**EXERCISE DATA:**
━━━
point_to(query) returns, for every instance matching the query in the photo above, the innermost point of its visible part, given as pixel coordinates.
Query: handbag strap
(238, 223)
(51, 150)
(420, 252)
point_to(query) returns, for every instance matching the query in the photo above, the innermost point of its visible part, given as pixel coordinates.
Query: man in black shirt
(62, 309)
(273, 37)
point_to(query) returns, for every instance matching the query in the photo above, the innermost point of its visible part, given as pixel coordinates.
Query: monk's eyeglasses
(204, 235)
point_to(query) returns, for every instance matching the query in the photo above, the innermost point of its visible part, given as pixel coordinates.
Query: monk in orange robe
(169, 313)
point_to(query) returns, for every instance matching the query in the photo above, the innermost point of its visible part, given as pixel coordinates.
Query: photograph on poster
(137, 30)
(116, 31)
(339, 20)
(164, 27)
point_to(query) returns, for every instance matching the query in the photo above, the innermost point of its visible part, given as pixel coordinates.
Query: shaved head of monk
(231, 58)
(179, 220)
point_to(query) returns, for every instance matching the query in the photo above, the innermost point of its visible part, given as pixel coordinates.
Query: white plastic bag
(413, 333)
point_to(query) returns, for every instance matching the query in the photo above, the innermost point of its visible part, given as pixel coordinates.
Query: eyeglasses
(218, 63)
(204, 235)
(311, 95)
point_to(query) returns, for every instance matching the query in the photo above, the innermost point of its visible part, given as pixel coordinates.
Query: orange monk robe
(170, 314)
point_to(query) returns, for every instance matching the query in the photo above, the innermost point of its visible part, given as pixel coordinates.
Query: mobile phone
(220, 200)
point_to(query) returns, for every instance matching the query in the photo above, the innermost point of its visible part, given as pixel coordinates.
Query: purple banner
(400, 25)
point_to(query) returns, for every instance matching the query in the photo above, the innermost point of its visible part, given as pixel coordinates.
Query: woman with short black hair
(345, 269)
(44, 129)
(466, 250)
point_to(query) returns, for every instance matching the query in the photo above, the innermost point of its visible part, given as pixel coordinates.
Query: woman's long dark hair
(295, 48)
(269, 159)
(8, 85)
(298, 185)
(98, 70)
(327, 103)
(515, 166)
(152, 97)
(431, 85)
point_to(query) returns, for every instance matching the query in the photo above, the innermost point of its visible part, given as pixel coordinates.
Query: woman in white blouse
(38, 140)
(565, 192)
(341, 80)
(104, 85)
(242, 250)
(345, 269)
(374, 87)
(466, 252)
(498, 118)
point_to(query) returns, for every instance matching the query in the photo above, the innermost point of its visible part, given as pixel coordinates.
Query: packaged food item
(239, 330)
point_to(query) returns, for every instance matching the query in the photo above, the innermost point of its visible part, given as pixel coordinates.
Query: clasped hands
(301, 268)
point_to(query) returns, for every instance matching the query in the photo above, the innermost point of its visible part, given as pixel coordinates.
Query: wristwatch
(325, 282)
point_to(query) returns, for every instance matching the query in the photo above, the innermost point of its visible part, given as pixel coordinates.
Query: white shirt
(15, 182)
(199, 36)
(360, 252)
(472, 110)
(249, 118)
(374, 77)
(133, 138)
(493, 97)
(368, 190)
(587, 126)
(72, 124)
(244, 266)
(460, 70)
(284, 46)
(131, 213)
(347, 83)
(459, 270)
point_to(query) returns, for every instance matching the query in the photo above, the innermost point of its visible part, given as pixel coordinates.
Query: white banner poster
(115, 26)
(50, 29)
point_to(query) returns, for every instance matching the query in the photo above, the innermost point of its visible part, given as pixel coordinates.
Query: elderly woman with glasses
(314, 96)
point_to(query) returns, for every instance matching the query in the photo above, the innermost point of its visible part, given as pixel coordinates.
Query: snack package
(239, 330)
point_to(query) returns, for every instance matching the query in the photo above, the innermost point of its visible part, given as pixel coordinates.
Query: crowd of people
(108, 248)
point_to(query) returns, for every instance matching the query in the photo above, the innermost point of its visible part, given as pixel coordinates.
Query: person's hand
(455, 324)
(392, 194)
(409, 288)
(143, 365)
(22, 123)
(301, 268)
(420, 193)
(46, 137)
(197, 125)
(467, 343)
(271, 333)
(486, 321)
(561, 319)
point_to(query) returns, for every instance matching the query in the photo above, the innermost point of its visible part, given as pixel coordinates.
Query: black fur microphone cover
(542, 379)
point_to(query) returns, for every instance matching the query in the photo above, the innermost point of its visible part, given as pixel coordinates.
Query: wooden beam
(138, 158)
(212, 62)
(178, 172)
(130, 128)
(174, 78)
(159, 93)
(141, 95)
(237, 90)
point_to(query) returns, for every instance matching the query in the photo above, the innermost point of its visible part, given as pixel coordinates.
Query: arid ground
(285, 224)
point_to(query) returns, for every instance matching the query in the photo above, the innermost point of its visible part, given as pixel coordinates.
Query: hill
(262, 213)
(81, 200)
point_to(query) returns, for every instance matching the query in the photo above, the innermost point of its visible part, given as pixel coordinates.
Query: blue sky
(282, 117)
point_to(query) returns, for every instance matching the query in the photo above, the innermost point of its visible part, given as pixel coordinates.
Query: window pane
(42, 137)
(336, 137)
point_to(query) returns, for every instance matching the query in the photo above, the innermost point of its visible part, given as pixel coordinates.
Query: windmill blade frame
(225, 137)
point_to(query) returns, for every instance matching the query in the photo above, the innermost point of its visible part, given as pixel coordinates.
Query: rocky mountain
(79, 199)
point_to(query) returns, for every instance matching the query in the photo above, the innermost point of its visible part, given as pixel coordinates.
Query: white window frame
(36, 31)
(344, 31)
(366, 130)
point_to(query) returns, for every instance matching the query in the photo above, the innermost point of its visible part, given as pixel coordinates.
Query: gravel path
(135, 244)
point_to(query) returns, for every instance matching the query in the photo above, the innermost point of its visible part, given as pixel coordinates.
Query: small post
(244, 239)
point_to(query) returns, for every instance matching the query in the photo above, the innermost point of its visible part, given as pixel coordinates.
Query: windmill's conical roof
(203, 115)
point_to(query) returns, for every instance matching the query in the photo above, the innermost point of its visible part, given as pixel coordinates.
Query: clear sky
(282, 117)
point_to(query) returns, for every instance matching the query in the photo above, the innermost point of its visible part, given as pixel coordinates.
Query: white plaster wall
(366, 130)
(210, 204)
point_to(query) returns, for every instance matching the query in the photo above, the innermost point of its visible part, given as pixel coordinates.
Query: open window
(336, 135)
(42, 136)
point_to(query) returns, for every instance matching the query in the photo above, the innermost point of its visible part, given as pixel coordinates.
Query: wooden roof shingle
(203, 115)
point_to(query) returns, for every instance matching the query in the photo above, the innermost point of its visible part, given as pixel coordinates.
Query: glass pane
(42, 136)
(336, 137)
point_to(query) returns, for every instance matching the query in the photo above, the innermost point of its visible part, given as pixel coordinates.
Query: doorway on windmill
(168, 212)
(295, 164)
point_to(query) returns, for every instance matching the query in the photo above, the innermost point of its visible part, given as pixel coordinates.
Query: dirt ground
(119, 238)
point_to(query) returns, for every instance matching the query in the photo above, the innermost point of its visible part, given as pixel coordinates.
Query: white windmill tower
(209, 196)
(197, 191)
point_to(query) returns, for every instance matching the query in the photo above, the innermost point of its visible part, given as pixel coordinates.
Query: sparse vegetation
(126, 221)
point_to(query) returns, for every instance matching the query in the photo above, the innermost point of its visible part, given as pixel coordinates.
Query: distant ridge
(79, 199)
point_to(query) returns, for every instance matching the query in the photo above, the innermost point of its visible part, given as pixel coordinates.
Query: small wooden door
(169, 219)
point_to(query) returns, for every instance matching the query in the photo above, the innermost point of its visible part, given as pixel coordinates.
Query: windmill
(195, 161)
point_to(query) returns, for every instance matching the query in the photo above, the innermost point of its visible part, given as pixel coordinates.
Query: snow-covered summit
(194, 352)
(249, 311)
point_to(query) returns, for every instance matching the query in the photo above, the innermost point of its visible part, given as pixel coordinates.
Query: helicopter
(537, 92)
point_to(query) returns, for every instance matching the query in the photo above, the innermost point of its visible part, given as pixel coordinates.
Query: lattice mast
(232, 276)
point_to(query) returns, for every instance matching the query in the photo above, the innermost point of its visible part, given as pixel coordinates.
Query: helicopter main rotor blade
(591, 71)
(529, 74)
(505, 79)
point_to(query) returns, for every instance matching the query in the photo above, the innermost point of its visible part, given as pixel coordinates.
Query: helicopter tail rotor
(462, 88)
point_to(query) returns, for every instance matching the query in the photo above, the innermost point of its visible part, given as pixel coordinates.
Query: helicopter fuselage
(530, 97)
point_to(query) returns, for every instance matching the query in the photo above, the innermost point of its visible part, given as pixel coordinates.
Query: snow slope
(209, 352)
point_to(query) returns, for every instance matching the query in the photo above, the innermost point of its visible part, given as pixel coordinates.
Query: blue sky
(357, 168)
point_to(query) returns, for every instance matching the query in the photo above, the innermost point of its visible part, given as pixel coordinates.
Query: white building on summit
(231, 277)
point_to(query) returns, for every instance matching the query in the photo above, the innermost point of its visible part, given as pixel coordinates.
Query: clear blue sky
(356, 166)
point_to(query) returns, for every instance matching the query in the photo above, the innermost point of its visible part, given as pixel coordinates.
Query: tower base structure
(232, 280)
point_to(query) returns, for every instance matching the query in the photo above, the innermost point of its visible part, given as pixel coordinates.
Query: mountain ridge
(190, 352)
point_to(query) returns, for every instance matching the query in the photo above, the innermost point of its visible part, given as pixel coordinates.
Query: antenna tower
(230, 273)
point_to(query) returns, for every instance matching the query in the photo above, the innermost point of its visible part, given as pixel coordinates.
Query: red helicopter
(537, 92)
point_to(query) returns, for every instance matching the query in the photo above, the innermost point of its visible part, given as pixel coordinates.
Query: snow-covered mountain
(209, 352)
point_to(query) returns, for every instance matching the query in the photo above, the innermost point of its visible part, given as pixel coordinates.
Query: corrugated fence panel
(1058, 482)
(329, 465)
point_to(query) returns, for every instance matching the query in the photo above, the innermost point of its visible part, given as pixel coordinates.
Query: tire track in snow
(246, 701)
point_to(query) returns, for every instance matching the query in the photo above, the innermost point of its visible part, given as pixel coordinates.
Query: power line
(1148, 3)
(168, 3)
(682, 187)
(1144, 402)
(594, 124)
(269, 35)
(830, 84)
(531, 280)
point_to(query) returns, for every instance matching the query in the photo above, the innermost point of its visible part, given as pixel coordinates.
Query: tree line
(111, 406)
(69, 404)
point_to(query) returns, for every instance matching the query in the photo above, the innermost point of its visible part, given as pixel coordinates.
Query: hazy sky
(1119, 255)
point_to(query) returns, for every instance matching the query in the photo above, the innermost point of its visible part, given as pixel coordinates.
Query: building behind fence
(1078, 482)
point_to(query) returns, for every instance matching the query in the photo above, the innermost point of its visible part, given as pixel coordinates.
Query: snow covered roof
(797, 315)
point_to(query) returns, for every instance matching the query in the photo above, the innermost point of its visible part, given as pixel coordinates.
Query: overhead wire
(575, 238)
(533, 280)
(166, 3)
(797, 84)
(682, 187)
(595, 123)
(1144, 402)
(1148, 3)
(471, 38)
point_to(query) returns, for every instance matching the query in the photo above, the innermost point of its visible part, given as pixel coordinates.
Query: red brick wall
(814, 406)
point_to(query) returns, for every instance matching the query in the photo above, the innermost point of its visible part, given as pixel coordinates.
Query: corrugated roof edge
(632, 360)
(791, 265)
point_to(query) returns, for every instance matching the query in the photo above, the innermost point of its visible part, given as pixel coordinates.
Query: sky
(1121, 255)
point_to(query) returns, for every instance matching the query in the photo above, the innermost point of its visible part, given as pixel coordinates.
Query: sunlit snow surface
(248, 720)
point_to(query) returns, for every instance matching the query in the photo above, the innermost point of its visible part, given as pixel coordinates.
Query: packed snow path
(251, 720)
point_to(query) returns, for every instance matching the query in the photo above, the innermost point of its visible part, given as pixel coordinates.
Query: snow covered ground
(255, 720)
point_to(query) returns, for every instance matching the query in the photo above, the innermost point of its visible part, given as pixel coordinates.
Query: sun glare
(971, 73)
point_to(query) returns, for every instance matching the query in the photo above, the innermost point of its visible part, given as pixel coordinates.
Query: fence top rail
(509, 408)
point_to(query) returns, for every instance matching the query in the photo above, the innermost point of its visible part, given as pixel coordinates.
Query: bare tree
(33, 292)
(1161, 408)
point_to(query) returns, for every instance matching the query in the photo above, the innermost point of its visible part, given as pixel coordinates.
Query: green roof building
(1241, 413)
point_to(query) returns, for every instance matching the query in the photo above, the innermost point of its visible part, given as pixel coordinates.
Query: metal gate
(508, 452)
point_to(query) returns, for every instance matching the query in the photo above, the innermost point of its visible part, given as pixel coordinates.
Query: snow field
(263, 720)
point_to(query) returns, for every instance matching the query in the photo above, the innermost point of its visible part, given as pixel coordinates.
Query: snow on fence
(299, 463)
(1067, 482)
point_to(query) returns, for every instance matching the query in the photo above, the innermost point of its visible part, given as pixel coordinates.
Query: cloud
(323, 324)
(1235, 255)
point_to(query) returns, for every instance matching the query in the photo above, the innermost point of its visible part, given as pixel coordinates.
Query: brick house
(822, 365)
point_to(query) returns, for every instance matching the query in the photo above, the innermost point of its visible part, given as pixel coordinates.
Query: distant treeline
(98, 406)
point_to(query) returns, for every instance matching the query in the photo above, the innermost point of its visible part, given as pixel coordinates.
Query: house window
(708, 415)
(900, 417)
━━━
**WHAT THE EXERCISE ASKS:** Pull out every line of the material above that contains the string "frame", matching upper and lower case exactly.

**ANSWER TO THE EXERCISE:**
Query: windmill blade frame
Query: white window frame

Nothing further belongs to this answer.